> _Problems and tasks_:
- A) Reproduce, word for word, the passage of the patent expiry article that opens with the words containing "The district court, citing" and closes with "Everyone does it.".
- B) According to the patent expiry article, under what two conditions may the PTO director accept a maintenance fee paid after expiration?

> _Document_:
[Begin]

Common Sense v. Common Practice in Patent Expiry Dispute
The Naval Research Laboratory maintains a patent portfolio. If the renewal period is approaching, the man in charge, NRL patent attorney John Karasek, checks to see whether the patent has been worth anything and whether anyone has asked to license it.
If not, he lets it lapse.
One time, however, he let it lapse, and shortly thereafter, he received an inquiry about licensing the patent from someone who had been trying to get a hold of him for some time. Karasek filed a late renewal, checked the "unintentional lapse" box, and paid the fee.
Now, State Farm Insurance is angry, because they are being sued by the patent licensee. They maintain that because the initial lapse was not unintentional, Karasek had engaged in inequitable conduct by "falsely representing" as much to the PTO. The district court agreed, and found the patent unenforceable.
Karasek argued "mistake of fact," as he was mistaken about the demand for the patent due to issues with the phone system and the illness of the head of the Technology Transfer Office. Had it not been for those extenuating circumstances, Karasek would have known about the demand and would not have let the patent lapse.
The district court, citing In re Carlson, held to the common-sense notion that "[t]he discovery of additional information after making a deliberate decision to withhold a timely action is not the 'mistake in fact' that might form the basis for acceptance of a maintenance fee."
Majority: Everyone Does It
A showing of inequitable conduct requires (1) misrepresented or omitted information material to patentability that's (2) done with intent to mislead or deceive the PTO.
The majority's holding, reversing the district court, can be summarized as this: Everyone does it.
The applicable regulations give the PTO director discretion to accept the payment of any maintenance fee after expiration if the missed payment was (a) unavoidable or (b) unintentional.

[End]

> _Data records_:
[Begin]

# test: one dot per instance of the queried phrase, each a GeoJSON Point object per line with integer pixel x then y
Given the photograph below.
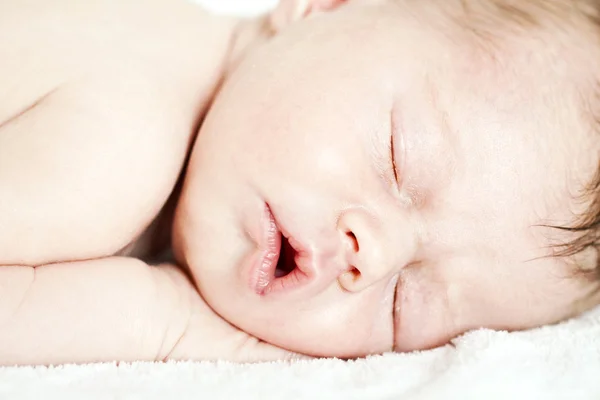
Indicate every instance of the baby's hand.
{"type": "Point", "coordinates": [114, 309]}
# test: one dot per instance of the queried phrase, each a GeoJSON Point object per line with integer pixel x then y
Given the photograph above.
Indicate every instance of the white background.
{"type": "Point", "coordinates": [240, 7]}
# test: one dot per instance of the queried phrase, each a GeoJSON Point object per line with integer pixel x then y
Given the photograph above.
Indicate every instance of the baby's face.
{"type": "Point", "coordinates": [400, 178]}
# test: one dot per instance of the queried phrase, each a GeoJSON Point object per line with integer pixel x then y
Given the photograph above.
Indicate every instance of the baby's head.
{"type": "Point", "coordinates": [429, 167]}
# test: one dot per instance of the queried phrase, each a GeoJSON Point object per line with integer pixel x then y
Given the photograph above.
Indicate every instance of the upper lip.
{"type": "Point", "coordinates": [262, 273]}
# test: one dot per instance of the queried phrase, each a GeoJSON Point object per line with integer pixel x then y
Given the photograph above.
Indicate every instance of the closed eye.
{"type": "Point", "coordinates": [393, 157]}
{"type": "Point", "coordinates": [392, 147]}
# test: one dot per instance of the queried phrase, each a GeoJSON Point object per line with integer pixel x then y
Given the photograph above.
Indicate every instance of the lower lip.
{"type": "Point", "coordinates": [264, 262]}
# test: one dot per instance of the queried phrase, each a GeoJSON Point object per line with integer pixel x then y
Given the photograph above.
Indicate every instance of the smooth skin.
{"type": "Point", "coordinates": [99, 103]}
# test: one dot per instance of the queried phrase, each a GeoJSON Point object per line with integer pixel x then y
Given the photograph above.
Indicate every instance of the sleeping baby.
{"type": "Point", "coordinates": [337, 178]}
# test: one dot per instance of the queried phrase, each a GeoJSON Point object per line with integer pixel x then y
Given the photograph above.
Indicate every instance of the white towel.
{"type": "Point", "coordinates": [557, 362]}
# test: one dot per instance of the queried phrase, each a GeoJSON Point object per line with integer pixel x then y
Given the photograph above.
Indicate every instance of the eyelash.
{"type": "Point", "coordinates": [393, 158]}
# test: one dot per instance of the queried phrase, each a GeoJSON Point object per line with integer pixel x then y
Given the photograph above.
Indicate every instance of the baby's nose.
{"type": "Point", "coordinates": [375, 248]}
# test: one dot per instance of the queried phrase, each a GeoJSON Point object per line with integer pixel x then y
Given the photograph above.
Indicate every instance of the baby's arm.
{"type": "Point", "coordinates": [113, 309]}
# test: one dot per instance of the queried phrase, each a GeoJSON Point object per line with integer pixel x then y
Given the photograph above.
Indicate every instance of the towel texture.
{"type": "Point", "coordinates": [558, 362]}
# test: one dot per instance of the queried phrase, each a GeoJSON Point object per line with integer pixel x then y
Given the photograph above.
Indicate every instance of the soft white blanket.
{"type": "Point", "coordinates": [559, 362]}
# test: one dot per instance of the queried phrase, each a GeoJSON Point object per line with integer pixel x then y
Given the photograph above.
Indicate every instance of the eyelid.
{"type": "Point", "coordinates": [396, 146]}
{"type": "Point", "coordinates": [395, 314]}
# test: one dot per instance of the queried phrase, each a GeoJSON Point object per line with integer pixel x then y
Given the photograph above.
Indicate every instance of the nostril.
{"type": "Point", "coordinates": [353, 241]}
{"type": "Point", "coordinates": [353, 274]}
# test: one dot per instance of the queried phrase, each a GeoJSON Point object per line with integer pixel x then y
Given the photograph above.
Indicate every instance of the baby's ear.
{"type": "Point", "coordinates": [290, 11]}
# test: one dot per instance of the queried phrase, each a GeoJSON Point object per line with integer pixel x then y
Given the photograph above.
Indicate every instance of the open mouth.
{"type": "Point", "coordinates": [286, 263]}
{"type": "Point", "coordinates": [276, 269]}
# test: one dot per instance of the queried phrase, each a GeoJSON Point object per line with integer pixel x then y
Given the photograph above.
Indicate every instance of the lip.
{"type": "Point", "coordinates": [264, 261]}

[End]

> _Results for each task_:
- A)
The district court, citing In re Carlson, held to the common-sense notion that "[t]he discovery of additional information after making a deliberate decision to withhold a timely action is not the 'mistake in fact' that might form the basis for acceptance of a maintenance fee."
Majority: Everyone Does It
A showing of inequitable conduct requires (1) misrepresented or omitted information material to patentability that's (2) done with intent to mislead or deceive the PTO.
The majority's holding, reversing the district court, can be summarized as this: Everyone does it.

- B) The director may accept it if the missed payment was unavoidable or unintentional.